TASK DIRECTIONS>
Copy the records word for word, from their first line down through the line that contains "column 122, row 325", and stop there.

ENTRIES>
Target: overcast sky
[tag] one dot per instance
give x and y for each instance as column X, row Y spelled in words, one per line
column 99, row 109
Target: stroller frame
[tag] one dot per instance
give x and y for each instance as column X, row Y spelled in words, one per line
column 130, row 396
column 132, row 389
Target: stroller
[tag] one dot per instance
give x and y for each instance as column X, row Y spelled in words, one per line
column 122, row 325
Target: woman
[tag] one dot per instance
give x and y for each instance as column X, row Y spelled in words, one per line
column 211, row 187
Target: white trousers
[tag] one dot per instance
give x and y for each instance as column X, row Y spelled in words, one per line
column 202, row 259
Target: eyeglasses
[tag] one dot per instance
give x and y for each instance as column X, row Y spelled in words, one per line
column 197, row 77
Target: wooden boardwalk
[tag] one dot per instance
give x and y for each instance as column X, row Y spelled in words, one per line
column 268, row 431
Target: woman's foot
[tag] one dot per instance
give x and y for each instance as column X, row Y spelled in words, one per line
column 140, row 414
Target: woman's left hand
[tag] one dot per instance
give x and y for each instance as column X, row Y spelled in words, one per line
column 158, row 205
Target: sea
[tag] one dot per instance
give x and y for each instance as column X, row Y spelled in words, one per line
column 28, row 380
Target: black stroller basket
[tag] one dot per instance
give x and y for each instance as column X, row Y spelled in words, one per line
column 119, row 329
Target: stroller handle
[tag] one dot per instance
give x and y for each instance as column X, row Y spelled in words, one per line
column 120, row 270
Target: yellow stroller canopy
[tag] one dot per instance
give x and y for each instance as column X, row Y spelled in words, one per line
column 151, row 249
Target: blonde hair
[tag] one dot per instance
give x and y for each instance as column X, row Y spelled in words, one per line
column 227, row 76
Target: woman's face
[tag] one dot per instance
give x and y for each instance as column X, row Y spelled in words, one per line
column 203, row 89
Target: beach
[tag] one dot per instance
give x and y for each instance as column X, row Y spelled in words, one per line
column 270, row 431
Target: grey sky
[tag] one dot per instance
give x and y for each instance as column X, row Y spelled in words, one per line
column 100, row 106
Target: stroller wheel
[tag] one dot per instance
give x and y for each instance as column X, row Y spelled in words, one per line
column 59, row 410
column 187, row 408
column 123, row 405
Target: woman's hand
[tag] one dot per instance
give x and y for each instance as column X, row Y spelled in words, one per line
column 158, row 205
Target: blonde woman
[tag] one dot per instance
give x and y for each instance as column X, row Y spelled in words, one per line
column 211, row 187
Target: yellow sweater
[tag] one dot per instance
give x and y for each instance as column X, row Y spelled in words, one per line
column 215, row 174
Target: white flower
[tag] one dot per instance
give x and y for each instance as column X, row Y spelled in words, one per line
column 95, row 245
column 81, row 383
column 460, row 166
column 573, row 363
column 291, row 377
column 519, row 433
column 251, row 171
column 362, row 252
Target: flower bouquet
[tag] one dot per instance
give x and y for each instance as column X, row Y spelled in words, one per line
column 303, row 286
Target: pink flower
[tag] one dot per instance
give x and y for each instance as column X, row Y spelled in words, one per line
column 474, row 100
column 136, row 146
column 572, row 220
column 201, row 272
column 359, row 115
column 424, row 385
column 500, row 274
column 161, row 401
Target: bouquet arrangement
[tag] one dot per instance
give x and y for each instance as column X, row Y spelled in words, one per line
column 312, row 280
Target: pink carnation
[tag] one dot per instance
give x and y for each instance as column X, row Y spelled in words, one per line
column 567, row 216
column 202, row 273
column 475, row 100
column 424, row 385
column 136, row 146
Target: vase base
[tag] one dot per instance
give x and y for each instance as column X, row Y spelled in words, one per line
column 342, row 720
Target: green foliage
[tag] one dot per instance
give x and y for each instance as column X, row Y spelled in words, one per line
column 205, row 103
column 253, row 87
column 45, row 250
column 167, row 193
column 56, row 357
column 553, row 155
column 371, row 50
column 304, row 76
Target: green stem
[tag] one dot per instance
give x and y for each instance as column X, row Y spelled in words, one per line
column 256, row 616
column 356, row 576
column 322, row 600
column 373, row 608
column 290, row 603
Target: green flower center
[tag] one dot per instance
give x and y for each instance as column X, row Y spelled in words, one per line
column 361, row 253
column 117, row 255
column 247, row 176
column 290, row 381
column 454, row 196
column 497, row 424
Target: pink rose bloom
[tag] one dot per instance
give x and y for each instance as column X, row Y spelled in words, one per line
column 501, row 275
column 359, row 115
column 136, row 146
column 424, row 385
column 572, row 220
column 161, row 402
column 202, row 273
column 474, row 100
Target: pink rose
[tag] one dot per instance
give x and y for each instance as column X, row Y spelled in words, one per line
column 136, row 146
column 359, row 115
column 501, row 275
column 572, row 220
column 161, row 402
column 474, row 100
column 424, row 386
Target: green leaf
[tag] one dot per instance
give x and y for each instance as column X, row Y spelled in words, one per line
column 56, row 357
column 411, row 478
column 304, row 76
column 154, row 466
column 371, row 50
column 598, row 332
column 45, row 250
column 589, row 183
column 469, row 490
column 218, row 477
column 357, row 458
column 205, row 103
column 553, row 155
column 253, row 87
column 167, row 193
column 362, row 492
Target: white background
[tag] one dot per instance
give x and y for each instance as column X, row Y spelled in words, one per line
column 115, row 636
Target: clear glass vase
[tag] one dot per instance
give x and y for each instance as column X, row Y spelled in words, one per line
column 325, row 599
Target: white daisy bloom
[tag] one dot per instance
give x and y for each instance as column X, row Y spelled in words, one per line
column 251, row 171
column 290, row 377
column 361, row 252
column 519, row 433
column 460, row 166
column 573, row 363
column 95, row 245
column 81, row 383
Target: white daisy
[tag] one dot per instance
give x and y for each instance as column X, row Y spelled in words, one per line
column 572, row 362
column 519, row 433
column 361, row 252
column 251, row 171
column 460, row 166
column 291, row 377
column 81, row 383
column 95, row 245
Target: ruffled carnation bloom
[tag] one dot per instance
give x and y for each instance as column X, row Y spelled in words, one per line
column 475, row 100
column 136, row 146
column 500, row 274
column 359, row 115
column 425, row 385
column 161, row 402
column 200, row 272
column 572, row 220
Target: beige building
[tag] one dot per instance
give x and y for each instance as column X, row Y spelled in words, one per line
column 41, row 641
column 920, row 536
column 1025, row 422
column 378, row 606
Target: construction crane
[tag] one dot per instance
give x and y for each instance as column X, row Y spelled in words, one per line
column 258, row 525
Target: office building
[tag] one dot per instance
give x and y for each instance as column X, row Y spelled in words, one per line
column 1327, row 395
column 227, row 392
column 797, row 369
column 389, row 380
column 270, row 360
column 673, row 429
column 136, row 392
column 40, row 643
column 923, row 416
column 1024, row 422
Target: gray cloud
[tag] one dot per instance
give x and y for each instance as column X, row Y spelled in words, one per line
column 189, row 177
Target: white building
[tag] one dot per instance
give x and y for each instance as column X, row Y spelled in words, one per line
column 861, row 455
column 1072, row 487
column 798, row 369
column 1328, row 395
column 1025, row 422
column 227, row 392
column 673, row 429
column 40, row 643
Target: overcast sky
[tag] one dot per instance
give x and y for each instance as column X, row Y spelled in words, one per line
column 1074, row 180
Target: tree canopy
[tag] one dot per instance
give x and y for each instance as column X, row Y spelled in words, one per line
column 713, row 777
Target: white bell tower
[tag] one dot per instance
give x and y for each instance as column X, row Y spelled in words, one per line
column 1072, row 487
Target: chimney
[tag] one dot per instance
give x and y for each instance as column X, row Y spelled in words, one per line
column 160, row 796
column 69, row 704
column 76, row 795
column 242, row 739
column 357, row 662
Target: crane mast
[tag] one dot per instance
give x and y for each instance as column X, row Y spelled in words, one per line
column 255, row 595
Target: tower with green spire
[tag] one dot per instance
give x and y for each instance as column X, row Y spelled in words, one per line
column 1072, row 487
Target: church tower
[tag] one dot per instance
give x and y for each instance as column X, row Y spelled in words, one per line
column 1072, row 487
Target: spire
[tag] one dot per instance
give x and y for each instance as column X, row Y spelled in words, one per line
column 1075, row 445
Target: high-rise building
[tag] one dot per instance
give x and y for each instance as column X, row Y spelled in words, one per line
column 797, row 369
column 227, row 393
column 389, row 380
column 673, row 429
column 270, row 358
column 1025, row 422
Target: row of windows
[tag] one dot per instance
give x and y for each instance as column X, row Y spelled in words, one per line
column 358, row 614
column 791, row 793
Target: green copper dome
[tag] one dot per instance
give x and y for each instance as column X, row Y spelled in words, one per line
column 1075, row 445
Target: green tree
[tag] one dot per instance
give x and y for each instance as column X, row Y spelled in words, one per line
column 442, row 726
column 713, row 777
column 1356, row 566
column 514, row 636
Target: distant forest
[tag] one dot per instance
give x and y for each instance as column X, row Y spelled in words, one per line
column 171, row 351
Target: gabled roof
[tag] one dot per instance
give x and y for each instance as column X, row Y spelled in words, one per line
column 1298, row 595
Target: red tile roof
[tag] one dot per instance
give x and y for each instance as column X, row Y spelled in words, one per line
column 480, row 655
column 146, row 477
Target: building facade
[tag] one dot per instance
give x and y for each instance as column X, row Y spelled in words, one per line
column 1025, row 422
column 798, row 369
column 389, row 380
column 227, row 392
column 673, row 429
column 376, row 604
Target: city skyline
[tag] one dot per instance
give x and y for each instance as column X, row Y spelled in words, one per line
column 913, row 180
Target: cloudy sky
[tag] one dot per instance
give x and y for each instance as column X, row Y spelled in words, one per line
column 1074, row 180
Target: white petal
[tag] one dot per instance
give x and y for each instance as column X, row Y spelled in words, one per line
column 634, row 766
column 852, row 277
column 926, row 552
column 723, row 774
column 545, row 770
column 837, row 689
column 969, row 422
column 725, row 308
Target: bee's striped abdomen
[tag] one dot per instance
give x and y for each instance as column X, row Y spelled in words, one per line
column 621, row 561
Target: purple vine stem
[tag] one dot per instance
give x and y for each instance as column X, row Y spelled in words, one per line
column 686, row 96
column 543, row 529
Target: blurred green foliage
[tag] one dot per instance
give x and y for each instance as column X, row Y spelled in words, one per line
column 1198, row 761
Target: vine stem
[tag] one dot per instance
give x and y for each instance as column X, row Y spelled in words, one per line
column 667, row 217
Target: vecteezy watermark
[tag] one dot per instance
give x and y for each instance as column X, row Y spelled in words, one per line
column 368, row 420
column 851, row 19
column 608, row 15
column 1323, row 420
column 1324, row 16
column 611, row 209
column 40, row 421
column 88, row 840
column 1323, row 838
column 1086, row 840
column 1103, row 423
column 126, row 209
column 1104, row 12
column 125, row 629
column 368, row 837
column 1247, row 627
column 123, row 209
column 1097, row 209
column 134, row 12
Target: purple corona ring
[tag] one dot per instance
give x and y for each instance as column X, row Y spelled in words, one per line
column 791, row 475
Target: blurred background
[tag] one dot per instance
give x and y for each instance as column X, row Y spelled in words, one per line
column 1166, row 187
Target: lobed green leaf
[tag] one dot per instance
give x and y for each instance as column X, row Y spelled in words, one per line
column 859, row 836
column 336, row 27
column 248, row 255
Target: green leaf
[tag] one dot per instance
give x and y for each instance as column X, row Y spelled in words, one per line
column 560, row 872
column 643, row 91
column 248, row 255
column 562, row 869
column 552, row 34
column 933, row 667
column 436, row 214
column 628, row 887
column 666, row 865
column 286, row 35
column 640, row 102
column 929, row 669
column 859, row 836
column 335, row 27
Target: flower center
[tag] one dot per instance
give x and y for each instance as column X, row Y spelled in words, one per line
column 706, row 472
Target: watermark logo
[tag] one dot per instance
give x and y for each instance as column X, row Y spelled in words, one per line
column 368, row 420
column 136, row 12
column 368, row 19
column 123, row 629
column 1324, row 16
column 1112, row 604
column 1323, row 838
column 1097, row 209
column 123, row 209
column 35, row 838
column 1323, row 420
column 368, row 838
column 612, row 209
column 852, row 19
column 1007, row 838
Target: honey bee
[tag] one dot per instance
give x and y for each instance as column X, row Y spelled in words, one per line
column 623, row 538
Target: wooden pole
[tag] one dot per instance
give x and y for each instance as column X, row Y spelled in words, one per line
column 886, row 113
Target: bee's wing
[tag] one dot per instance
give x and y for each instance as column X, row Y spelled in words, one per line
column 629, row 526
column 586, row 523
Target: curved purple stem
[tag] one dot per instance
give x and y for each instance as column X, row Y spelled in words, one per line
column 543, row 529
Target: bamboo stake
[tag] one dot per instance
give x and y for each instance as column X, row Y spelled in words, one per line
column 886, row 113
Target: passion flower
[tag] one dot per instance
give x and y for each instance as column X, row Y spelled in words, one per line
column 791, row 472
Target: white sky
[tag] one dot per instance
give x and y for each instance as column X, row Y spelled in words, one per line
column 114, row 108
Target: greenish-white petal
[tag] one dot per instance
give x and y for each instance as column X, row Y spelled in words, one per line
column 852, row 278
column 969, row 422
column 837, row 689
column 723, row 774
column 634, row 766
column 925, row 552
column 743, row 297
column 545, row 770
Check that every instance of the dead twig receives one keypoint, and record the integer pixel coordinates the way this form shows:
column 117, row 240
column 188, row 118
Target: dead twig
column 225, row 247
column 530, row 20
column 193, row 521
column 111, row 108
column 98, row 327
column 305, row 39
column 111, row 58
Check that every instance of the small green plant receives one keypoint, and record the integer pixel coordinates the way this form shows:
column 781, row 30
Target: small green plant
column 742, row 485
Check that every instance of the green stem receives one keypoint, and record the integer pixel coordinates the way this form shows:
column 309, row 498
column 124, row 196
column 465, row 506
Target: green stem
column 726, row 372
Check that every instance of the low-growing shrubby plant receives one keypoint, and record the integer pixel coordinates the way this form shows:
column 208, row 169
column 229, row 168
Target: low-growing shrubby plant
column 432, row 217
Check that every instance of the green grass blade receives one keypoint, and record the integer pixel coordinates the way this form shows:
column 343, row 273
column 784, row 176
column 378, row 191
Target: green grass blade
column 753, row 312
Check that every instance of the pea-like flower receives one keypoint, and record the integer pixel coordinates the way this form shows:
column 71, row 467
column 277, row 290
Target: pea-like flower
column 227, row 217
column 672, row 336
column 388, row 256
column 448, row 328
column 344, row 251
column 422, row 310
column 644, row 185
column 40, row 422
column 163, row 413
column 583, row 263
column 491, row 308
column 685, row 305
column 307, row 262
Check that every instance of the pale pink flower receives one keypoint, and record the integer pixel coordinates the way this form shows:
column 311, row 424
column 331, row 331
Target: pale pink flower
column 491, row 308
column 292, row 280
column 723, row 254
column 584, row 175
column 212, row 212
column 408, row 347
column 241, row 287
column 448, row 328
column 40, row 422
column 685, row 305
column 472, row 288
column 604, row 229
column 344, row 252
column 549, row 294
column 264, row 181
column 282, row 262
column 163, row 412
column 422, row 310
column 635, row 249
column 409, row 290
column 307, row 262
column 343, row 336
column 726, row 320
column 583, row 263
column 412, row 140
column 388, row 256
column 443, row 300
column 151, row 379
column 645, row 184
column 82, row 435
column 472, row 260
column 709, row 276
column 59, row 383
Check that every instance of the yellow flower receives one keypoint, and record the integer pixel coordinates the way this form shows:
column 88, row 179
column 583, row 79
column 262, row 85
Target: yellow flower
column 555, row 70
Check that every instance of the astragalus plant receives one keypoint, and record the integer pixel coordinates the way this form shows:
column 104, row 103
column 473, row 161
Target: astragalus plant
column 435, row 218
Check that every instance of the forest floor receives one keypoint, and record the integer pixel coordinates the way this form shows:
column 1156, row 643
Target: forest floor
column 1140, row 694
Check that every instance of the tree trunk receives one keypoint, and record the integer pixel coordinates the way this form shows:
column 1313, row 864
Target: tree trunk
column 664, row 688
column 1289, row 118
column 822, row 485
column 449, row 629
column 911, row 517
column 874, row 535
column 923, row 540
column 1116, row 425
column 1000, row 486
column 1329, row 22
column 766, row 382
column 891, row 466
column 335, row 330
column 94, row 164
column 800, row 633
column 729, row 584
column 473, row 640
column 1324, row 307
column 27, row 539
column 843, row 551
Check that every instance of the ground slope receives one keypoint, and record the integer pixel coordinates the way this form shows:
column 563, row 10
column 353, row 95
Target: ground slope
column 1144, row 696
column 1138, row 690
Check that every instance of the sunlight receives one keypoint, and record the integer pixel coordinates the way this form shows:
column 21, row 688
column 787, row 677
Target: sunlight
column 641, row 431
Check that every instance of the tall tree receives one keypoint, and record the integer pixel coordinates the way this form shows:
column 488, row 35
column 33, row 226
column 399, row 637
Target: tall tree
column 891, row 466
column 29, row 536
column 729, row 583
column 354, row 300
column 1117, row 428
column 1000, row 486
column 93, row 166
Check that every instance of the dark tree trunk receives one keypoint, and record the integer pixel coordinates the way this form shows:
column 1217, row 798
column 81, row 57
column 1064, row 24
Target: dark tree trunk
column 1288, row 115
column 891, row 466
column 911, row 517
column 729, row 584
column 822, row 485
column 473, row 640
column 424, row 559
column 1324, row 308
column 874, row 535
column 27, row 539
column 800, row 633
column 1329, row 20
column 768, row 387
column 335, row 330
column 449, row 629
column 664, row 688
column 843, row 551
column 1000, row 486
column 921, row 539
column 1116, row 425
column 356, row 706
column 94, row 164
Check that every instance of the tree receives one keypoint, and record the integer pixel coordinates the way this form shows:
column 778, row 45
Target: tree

ANSWER>
Target: overcast sky
[tag] one dot per instance
give x and y for each instance as column X, row Y spelled in words, one per line
column 99, row 109
Target: stroller frame
[tag] one dot per instance
give x and y for each instance as column X, row Y spelled in words, one per line
column 130, row 396
column 132, row 389
Target: stroller
[tag] one dot per instance
give x and y for each instance as column X, row Y spelled in words, one per line
column 122, row 325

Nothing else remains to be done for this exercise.